TEXT BLOCK:
⁂
The Long Distance Walkers Association (LDWA) is a British not for profit, volunteer-led association whose aim is "to further the common interests of those who enjoy long distance walking". The LDWA is an association of people with the common interest of walking long distances in rural, urban, mountainous, coastal or moorland areas. The LDWA is recognised as the sports governing body for the discipline of "long distance walking" in England, Wales and Scotland.

Activities

The LDWA has over 40 local groups which organise walks for their members, and publishes a journal Strider three times a year.

Walks fall into two categories:
Social walks (also referred to as group walks) are normally led walks of anything up to 30 miles in length and recorded on the social walk database available to members.
Challenge events are normally between 20 and 100 miles, self-led (participants navigate the route based on written instructions) and must generally be completed within a defined time limit. Challenge events are marshalled: participants must call in at clipper points or checkpoints to get a tally card punched to show they are following the route.
⁂
INPUT DATA:
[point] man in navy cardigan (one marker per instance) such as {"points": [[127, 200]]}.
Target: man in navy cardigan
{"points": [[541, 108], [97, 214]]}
⁂
TASK TO CARRY OUT: Pick up the text on the Long Distance Walkers Association and continue it after its last sentence. The data isn't needed for anything here.

RESPONSE AREA:
The annual "Hundred" event, is the LDWA's flagship event. Held every year in a different part of the country, to coincide with the late May bank holiday, up to 500 people gather to walk 100 miles in 48 hours. In order to enter all these people will have completed a qualifying event beforehand. The first 100-mile event held was the Downsman 100 in 1973. There have been two years without a hundred-mile event: 2001 when foot and mouth closed the countryside, and 2020 when COVID-19 prevented the event taking place. COVID-19 also affected the 2021 event which was run as the Sir Fynwy virtual 100.

The LDWA has the most comprehensive database on long-distance paths is the UK. Access is available to members and non-members alike, with members receiving additional benefits for example unlimited downloadable GPX files of routes.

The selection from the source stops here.